== Input data ==

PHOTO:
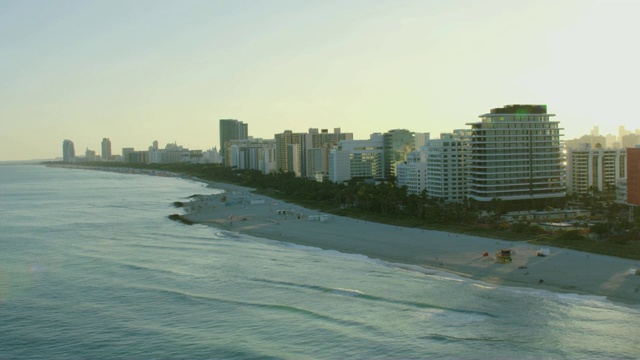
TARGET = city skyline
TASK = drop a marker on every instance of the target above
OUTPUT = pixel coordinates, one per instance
(144, 71)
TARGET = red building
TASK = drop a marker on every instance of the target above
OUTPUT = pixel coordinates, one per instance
(633, 176)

===

(Required action)
Which lines run from the one containing "TARGET = city skyline" to the end of the entries above? Quote exactly those, and only those.

(Solution to this problem)
TARGET = city skyline
TASK = drop a marker on every instance of the target above
OUTPUT = pixel coordinates, one per instance
(144, 71)
TARGET = red building
TASK = drop a marker on every instance of the target above
OUTPUT = pixel coordinates, one per instance
(633, 176)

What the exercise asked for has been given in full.